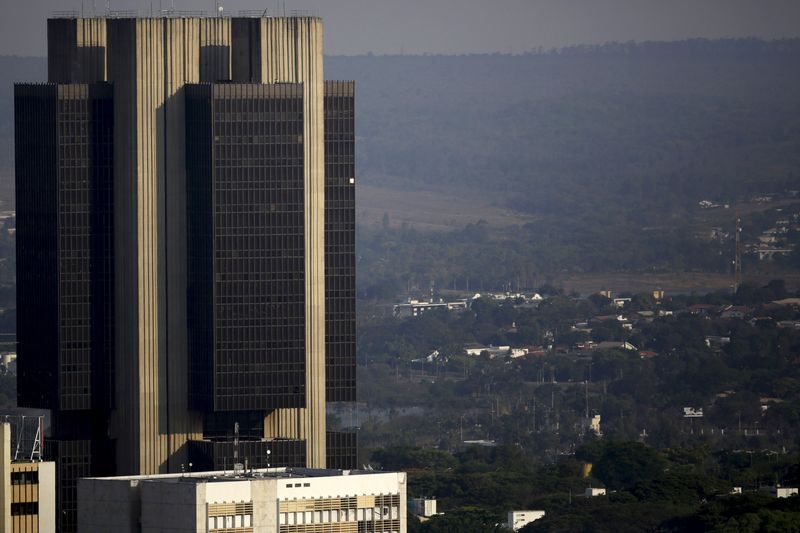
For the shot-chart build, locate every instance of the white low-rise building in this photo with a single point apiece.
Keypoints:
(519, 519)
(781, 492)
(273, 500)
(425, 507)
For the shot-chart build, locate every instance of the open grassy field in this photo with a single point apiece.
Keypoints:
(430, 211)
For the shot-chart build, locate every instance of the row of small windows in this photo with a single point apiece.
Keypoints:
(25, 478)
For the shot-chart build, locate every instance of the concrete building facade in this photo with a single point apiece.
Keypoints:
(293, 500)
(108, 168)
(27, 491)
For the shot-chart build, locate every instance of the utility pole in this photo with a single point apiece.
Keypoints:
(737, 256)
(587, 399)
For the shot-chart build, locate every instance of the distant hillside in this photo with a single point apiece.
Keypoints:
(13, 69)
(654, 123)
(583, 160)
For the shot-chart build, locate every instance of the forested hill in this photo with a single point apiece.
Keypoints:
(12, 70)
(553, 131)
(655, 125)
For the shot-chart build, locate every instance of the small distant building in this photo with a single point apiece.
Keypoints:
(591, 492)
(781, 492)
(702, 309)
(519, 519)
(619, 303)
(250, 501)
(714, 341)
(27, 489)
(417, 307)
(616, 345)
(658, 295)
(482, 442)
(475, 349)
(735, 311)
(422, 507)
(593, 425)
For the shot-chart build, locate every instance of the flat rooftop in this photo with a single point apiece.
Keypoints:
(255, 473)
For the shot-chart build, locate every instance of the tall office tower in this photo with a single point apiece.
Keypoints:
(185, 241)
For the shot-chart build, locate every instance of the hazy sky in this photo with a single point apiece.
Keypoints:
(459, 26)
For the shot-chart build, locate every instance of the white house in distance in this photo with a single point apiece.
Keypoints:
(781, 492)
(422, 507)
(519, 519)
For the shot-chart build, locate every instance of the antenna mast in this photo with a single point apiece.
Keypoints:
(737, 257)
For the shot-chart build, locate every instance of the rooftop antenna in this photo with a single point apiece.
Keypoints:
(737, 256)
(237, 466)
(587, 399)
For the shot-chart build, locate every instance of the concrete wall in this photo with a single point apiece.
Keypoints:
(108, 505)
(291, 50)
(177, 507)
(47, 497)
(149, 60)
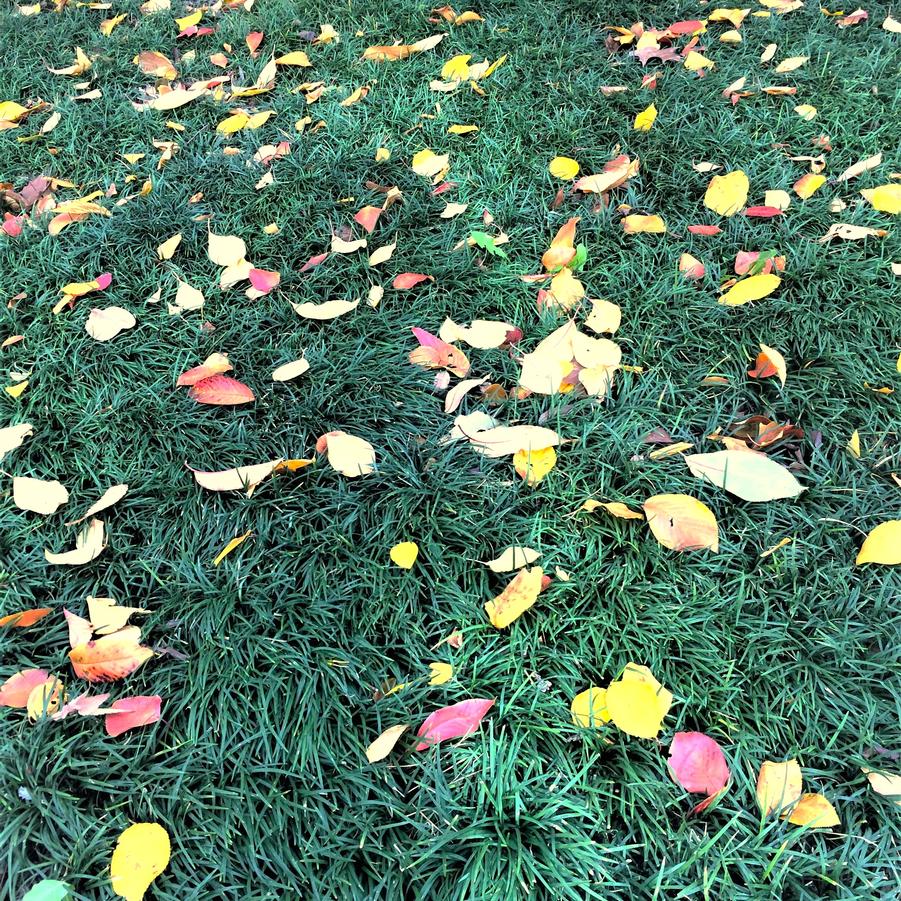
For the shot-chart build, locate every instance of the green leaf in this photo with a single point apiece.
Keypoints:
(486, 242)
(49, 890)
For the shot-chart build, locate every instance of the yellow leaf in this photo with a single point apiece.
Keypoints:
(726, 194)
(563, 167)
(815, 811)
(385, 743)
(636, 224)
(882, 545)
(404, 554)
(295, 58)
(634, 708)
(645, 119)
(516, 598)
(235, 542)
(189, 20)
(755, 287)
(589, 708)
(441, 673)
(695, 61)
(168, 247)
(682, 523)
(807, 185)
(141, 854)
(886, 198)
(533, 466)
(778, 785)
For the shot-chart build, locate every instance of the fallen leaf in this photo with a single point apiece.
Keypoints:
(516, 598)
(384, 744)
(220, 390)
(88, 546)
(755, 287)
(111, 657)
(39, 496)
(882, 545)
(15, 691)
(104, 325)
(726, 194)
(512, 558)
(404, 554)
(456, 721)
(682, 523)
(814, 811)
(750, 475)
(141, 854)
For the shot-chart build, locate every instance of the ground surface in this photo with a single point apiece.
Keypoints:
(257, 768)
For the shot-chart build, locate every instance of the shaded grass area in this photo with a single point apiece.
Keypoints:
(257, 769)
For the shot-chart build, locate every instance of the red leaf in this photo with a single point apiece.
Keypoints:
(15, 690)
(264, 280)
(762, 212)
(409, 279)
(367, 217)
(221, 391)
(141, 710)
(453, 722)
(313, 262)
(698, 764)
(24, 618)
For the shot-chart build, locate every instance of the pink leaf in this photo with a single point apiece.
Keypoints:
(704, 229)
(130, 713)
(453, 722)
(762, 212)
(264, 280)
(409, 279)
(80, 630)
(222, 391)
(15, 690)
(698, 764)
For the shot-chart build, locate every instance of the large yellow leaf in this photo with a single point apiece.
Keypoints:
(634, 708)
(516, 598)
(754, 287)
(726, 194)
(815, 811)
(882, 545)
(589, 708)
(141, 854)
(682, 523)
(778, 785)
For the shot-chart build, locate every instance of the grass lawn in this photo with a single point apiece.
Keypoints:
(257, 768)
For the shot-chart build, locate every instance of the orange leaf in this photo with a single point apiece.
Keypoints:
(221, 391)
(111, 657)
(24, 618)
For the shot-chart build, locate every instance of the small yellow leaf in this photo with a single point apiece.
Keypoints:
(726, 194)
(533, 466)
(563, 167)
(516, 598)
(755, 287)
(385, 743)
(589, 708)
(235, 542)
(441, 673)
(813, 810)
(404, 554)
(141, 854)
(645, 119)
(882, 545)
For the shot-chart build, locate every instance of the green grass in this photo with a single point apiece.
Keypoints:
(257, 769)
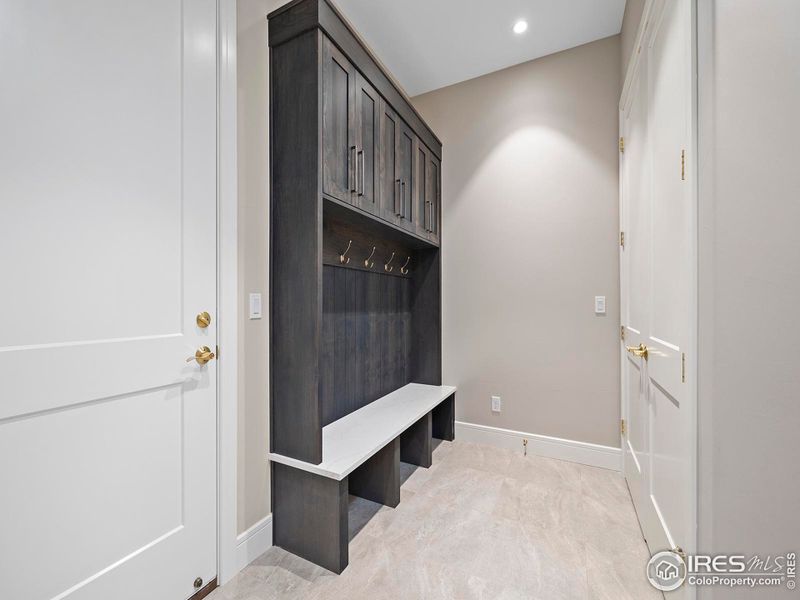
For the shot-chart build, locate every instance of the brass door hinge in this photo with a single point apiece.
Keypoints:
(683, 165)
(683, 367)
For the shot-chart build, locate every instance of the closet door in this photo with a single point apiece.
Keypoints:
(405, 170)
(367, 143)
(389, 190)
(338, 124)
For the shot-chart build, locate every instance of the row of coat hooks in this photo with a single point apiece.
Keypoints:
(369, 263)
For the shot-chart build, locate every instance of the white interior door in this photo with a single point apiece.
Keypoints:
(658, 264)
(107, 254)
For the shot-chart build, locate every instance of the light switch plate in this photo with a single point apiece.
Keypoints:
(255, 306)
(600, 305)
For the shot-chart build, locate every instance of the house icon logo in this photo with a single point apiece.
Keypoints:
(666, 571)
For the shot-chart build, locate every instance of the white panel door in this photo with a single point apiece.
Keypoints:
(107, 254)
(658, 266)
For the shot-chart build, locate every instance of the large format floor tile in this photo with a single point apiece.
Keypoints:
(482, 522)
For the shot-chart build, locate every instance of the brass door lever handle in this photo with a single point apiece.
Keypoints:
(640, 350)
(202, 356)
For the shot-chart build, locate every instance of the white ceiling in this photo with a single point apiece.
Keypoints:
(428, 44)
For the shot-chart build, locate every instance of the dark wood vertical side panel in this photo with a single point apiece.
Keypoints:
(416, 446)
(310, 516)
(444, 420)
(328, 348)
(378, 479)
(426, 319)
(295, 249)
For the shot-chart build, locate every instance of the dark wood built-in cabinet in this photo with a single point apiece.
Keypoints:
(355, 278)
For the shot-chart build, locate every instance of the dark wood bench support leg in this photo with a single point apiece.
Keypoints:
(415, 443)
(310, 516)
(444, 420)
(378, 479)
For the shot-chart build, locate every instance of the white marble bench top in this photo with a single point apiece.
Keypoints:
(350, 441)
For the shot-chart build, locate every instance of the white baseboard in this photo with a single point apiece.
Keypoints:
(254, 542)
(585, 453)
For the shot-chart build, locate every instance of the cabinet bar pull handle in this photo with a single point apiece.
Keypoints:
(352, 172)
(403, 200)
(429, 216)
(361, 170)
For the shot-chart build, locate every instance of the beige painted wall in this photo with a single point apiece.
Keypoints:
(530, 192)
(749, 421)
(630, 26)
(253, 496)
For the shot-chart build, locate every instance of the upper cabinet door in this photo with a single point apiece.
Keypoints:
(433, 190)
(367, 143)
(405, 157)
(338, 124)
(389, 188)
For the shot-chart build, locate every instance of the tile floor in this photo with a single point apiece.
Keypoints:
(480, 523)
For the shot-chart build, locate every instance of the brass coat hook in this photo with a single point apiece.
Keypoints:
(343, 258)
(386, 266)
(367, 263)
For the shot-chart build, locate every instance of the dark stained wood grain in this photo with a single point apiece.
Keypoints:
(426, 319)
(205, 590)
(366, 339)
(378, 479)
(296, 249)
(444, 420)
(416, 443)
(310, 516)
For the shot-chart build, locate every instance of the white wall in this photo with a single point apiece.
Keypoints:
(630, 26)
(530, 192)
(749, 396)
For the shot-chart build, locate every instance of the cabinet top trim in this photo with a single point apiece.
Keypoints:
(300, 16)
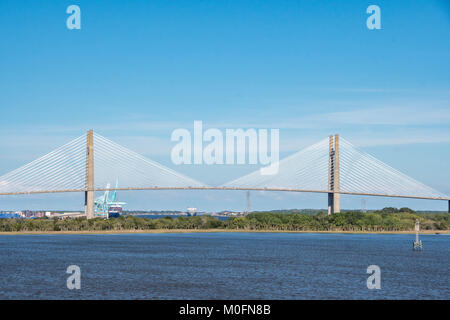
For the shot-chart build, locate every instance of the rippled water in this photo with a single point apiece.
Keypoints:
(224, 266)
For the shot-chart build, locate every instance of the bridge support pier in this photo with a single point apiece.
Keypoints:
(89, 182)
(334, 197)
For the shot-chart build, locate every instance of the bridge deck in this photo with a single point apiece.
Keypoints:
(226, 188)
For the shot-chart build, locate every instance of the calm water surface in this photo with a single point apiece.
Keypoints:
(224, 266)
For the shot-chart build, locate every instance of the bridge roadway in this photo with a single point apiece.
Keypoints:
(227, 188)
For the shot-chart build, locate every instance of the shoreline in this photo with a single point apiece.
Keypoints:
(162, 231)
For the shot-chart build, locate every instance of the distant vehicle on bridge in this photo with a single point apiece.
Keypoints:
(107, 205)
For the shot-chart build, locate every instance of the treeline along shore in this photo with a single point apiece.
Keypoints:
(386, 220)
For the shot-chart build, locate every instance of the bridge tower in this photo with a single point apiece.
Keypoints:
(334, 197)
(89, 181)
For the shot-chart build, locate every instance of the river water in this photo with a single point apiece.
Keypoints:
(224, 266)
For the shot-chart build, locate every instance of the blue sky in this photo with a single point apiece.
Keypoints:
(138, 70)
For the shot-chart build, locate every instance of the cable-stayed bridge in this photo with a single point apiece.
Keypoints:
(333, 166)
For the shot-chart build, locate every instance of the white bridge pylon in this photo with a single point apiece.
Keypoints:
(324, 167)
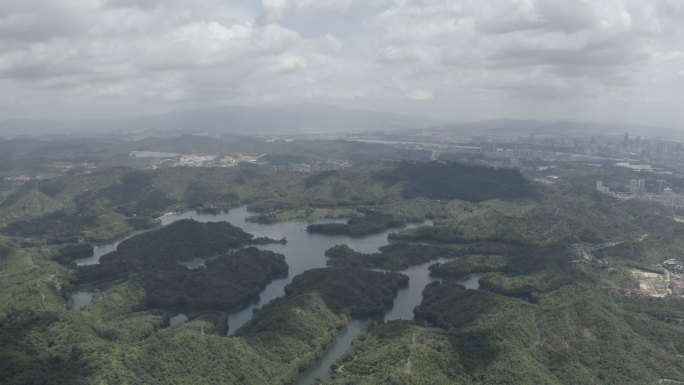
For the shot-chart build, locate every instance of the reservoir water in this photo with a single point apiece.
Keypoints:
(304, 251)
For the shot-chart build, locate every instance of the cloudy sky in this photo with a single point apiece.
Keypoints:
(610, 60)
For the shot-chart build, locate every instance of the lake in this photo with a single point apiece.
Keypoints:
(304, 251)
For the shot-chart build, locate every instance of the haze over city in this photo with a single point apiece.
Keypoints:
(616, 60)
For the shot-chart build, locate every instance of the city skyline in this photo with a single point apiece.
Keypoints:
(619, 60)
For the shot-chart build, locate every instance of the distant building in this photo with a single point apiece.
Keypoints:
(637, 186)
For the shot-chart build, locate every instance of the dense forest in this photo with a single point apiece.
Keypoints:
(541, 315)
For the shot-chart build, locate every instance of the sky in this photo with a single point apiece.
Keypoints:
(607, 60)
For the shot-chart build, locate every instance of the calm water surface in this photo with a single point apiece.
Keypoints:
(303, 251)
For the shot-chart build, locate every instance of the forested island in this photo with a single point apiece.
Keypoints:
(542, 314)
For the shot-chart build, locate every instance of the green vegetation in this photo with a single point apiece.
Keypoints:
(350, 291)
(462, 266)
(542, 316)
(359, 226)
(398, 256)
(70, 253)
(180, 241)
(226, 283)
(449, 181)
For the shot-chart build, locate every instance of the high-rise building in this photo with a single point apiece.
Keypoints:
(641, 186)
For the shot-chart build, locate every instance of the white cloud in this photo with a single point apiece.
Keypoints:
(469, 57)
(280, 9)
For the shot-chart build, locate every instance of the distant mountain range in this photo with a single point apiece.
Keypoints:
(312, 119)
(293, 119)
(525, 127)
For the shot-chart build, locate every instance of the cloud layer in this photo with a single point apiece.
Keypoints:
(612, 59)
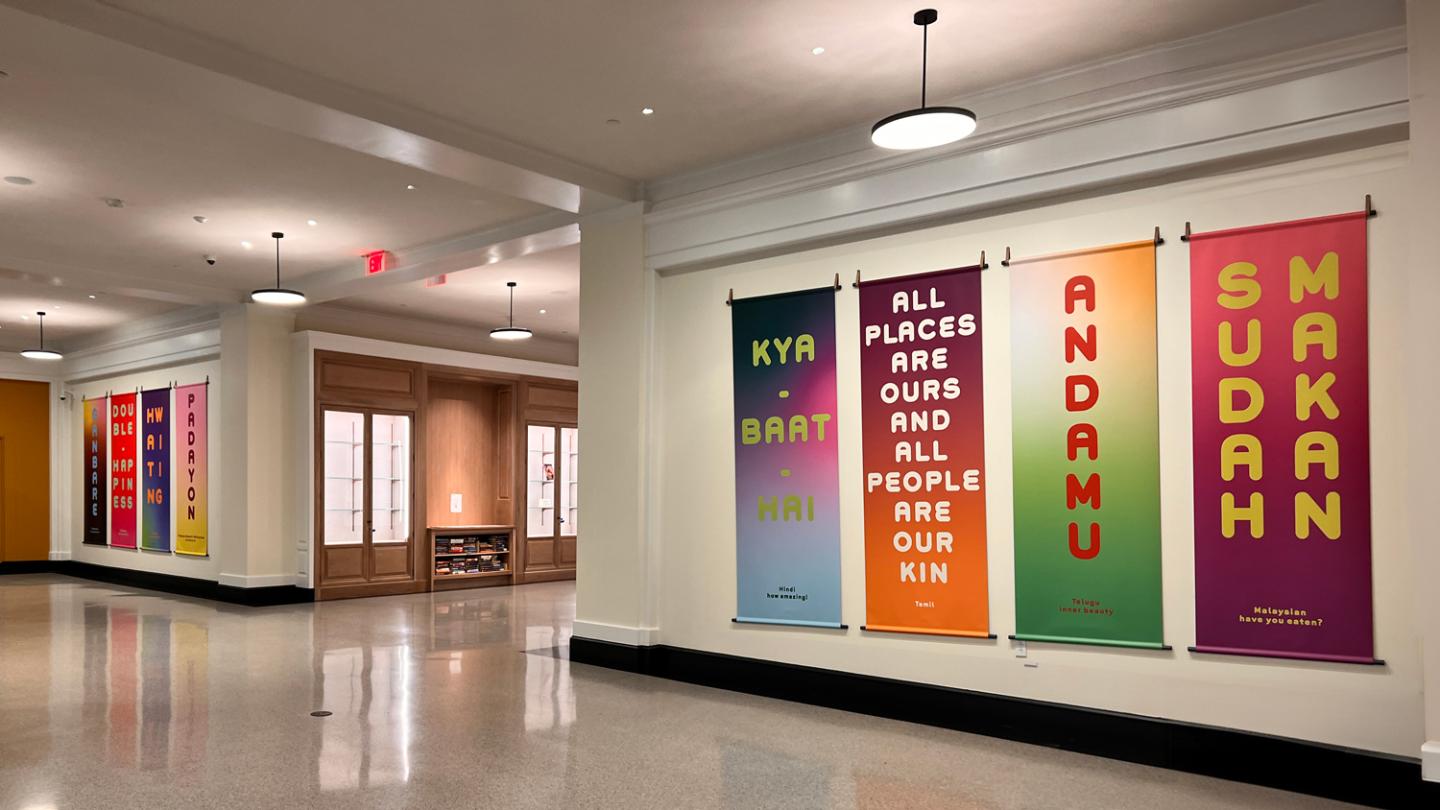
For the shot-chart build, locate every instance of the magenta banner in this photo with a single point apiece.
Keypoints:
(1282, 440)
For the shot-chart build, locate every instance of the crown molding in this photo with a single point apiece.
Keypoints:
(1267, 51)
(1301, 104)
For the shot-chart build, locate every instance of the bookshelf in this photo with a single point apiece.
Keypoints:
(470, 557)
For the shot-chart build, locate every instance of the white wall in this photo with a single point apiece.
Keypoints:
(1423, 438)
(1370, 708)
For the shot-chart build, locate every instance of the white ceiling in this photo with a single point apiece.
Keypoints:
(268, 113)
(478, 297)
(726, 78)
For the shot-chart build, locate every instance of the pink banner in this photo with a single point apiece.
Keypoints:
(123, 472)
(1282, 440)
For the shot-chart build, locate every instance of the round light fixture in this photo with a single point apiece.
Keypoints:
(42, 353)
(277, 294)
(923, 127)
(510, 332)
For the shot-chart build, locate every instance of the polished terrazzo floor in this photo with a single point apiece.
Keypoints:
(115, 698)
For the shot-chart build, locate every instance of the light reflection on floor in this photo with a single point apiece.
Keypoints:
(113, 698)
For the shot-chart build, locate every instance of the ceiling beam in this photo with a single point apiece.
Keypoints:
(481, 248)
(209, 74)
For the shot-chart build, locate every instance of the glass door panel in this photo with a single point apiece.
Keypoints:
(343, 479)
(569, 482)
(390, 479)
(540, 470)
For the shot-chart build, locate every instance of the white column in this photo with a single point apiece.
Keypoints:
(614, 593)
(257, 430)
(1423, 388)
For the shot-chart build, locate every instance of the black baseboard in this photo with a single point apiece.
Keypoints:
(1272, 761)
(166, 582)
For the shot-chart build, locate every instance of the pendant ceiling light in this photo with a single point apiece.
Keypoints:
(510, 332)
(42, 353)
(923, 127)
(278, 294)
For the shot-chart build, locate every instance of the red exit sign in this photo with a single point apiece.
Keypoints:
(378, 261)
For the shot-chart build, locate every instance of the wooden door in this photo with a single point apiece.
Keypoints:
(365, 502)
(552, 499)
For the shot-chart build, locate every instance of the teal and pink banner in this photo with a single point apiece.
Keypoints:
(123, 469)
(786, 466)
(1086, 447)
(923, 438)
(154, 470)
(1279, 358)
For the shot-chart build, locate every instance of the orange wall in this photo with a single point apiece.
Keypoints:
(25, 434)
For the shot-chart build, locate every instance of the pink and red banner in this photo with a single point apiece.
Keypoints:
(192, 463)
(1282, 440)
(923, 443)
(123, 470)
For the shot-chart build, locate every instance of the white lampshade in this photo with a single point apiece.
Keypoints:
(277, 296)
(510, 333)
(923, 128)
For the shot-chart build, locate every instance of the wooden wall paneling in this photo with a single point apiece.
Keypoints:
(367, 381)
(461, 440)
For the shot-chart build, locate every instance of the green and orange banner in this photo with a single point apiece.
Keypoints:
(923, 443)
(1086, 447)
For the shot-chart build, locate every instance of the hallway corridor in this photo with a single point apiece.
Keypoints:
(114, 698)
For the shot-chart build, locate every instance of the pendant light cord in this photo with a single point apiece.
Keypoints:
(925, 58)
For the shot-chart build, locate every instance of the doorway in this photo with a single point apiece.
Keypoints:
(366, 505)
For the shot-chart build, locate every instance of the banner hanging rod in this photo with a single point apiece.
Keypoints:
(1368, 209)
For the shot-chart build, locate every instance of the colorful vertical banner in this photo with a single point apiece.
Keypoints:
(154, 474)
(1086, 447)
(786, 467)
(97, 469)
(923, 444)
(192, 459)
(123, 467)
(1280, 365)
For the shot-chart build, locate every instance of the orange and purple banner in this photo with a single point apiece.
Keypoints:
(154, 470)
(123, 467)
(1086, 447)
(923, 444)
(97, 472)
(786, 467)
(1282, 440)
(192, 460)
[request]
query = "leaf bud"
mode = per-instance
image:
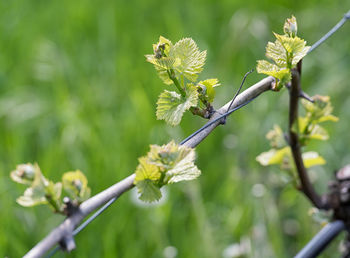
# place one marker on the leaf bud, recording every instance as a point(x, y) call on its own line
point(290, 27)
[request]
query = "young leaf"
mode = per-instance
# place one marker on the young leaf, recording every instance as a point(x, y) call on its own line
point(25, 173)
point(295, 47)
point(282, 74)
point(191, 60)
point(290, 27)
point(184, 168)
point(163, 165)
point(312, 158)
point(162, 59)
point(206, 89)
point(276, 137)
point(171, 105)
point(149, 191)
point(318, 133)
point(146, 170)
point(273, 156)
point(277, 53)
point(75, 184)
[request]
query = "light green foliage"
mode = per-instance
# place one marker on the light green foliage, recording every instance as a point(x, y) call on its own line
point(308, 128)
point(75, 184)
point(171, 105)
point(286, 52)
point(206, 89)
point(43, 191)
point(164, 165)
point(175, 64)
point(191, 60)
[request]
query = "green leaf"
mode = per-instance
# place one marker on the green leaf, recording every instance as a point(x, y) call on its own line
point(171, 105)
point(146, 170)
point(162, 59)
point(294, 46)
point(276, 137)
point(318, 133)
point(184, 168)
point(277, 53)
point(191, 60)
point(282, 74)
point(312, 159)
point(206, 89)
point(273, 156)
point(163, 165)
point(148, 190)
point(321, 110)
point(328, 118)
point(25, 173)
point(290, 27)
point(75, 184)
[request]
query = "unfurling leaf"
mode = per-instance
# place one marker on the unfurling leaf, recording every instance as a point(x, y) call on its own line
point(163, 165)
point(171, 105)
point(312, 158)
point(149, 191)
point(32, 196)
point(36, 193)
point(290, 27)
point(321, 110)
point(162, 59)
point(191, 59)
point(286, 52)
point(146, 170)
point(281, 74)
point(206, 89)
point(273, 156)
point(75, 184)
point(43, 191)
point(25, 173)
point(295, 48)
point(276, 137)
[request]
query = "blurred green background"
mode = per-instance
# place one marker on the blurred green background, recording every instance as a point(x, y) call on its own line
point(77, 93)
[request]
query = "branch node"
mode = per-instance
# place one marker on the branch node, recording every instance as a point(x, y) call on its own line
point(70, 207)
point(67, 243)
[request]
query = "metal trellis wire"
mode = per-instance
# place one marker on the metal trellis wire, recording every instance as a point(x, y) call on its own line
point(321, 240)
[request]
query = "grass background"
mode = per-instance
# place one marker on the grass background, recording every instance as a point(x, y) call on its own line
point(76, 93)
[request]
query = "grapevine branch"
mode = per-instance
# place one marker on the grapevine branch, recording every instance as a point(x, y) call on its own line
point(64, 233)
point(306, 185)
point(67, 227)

■ Work request ■
Print, without alteration, only the lines above between the one holding "the orange wall" and the one holding "For the shot-chart build, locate every instance of the pink and", inclusive.

■ Reply to the task ■
For the shot-chart build, locate every instance of the orange wall in this photo with a single point apiece.
Keypoints:
(25, 434)
For the shot-chart build, locate every instance of the pink and red banner in this photo with a single point apiece.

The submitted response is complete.